- [WORK INSTRUCTIONS]:
All that is wanted is an exact copy of the lines below, starting at the one that contains "Target: dirt driveway" and running to the end.

- [MATERIALS PROVIDED]:
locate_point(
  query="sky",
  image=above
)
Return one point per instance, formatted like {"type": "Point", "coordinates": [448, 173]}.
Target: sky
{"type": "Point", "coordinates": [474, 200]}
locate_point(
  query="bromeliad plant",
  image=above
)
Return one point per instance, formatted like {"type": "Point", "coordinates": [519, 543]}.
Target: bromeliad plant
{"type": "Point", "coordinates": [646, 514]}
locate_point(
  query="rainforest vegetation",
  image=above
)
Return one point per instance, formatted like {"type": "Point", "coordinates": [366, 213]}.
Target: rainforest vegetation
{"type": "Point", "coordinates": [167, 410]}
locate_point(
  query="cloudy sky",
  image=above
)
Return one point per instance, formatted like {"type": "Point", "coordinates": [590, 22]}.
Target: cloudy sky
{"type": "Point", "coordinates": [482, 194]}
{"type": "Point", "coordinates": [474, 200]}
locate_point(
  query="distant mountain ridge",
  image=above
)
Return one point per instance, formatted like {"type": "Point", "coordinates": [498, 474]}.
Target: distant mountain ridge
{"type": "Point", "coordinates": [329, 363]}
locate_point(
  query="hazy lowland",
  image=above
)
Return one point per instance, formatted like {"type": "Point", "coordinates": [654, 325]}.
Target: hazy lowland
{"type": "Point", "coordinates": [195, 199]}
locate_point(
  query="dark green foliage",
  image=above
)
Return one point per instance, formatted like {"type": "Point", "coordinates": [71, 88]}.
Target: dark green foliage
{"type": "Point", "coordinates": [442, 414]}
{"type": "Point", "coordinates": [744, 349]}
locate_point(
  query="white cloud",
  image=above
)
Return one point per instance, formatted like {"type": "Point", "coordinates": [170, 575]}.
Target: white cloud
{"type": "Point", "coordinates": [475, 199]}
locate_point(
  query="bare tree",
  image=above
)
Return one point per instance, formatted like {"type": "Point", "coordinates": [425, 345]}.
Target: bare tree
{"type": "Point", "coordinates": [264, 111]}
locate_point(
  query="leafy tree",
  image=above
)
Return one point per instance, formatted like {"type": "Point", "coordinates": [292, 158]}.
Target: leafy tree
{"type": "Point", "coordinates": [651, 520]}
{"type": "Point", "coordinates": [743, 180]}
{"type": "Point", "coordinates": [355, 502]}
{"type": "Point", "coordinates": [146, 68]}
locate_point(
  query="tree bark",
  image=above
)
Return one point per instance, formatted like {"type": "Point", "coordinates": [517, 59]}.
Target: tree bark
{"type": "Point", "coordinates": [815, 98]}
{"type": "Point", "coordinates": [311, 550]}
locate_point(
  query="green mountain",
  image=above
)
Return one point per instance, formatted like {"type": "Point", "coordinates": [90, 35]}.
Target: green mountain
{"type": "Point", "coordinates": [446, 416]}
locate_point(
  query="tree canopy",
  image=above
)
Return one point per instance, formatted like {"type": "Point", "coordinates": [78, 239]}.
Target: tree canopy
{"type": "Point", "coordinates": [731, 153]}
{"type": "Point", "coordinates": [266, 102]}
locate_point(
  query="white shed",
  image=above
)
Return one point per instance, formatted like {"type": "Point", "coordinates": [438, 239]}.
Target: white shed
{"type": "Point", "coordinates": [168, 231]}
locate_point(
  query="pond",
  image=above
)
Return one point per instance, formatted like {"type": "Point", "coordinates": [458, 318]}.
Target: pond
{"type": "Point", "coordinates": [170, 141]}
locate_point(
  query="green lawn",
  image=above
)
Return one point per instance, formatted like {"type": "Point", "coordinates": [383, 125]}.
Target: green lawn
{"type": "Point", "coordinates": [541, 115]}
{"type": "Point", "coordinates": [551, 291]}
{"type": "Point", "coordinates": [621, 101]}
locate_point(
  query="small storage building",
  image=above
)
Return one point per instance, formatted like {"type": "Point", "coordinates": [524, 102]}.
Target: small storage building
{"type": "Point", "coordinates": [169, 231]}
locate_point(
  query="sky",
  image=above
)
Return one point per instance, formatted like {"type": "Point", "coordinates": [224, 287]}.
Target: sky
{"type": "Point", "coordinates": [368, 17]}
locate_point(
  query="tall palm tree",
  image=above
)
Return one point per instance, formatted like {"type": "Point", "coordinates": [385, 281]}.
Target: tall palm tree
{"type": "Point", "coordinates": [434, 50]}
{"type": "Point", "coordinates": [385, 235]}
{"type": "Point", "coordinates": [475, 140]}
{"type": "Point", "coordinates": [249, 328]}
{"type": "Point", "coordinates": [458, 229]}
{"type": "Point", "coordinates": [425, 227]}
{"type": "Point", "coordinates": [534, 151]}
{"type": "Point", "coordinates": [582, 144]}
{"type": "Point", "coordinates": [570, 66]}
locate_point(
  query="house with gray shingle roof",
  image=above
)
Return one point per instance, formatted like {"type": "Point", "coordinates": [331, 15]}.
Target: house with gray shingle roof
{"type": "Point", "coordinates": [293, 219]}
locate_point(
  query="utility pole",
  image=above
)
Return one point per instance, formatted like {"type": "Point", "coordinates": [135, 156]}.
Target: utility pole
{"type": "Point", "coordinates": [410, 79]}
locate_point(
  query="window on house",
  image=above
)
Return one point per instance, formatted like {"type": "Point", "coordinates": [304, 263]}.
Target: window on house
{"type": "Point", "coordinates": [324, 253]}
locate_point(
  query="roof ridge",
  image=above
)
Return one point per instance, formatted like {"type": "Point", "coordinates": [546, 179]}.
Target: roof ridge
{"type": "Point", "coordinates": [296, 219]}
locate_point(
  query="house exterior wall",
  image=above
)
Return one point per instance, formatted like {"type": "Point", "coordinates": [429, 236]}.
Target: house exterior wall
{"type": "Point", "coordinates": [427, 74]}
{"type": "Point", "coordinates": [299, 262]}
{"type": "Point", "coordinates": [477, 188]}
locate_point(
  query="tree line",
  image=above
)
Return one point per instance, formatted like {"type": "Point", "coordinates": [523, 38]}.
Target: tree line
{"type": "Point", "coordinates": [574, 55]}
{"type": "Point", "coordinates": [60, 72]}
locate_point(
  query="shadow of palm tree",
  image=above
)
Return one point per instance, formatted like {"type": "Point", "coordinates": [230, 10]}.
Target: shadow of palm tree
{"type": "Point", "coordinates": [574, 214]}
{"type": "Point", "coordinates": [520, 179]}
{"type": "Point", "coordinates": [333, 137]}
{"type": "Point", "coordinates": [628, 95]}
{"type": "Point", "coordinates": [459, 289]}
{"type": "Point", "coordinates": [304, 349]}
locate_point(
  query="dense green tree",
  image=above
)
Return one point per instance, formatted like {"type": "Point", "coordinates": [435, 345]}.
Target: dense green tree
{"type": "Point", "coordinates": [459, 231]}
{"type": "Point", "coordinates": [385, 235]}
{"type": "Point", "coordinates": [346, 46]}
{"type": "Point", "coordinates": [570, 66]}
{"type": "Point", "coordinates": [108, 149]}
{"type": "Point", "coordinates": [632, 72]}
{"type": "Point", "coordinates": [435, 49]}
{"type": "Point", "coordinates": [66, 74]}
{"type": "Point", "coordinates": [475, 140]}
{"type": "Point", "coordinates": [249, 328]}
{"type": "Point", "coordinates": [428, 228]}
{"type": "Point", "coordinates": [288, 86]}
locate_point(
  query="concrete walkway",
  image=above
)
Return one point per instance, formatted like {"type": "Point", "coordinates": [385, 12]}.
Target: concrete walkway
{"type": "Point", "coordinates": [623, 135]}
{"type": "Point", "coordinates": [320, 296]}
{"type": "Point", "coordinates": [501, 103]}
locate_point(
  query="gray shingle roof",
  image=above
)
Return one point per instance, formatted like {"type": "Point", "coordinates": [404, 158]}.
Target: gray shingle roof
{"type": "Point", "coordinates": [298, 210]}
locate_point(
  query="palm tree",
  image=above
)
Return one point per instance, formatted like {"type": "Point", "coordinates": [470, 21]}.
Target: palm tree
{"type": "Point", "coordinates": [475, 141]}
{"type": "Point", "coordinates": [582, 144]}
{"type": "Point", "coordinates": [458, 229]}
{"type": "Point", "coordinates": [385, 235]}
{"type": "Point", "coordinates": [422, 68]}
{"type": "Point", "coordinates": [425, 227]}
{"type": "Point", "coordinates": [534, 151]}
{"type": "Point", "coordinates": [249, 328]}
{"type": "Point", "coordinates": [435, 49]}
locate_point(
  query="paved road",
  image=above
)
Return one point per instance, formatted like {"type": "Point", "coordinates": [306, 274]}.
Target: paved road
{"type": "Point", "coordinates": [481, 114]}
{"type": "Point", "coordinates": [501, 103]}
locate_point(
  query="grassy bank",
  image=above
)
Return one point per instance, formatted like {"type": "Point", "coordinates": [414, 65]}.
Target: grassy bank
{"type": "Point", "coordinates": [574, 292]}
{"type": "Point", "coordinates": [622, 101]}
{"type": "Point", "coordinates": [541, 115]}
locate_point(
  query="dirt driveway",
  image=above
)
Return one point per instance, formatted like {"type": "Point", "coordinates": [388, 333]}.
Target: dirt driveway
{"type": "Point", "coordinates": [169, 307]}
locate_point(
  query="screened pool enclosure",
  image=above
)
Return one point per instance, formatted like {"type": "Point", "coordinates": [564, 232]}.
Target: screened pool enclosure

- [SOLUTION]:
Target: dirt driveway
{"type": "Point", "coordinates": [169, 307]}
locate_point(
  query="screened pool enclosure",
  image=above
)
Return one point per instance, formatted like {"type": "Point", "coordinates": [564, 232]}.
Target: screened pool enclosure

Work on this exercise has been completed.